演習課題: 本文抜粋のうち「訪問理由は、「江戸扇子」の調達。」の語句を含む箇所から書き始め、「で、「伝統工芸カフェ」で入手したのが、これ。」の語句で終わる部分を書き直してください。その際、「落語家」を「講談師」に改めてください。

本文抜粋:
-=-=-=-=-
岡野松は1993年に枯れてしまい、こちらの松も、何度となく同様な危機があったが、地元の方々の応援で立ち直り、2011年9月21日には、国の天然記念物にも指定されたそうだ。くしくも私の誕生日である。都内にも、まだ知らないこんなすごいものがあるんだなと、改めて思った。


次に向かったのは、「しのざき文化プラザ」。都営新宿線篠崎駅に直結した区の施設で、「江戸川区の歴史や文化、産業などを様々な形で紹介するギャラリーや、江戸川区立篠崎図書館、江戸川総合人生大学および、伝統工芸カフェ"アルティザン"で構成される複合文化施設」だそうだ。
訪問理由は、「江戸扇子」の調達。
江戸川区には江戸扇子の職人さんがいるというのをテレビで少し前に紹介していて、それを見てみたかったのだ。置いていそうな所という事で立ち寄ってもらった次第。私は扇子が好きで、講演の時には落語家と同じ白扇を使用しているし、普段使いの物も浅草などの専門店で買う事が多い。
で、「伝統工芸カフェ」で入手したのが、これ。

「隠れ上手な出目金」という商品らしくて金魚の養殖も盛んなこの地にふさわしい絵柄。
出目金は、ここですよ。

なかなか風情がある逸品だと思う。
お次は「一之江名主屋敷(いちのえなぬしやしき)」。
一之江という地区にある旧名主、田島氏の屋敷だった所だ。江戸時代後期の物らしい。
長屋門の外側から中を見た風景。

長屋門ってわかります? 門が、ただの門じゃなくて、文字通り長屋になっているのだ。
敷地の内側から門を見た様子。
-=-=-=-=-
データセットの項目
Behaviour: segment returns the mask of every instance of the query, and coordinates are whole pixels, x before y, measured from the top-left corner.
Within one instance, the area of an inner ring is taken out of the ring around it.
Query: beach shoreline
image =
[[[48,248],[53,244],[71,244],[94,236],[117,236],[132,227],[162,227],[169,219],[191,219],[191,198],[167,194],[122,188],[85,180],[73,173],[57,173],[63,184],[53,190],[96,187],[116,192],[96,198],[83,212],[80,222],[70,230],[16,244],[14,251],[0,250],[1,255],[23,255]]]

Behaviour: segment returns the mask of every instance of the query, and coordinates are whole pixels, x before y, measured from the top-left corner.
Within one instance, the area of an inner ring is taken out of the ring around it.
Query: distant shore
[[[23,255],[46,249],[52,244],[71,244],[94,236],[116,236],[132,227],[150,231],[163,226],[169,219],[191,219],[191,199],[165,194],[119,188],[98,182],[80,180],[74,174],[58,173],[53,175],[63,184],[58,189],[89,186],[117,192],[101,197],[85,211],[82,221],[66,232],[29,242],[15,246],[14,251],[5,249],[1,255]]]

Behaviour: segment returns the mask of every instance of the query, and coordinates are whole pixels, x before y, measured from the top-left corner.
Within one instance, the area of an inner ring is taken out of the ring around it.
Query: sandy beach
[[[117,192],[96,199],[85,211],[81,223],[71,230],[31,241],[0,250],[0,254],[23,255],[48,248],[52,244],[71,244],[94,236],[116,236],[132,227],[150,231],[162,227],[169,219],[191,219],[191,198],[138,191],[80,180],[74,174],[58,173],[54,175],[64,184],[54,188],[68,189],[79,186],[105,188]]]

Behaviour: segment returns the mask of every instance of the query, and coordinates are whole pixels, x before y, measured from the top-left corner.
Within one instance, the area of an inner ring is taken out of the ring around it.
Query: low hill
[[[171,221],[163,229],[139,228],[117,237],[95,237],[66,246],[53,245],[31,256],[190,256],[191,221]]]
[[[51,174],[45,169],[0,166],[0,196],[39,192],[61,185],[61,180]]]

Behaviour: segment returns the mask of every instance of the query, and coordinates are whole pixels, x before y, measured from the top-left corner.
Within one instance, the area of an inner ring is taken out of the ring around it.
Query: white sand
-=-=-=-=-
解答例:
訪問理由は、「江戸扇子」の調達。
江戸川区には江戸扇子の職人さんがいるというのをテレビで少し前に紹介していて、それを見てみたかったのだ。置いていそうな所という事で立ち寄ってもらった次第。私は扇子が好きで、講演の時には講談師と同じ白扇を使用しているし、普段使いの物も浅草などの専門店で買う事が多い。
で、「伝統工芸カフェ」で入手したのが、これ。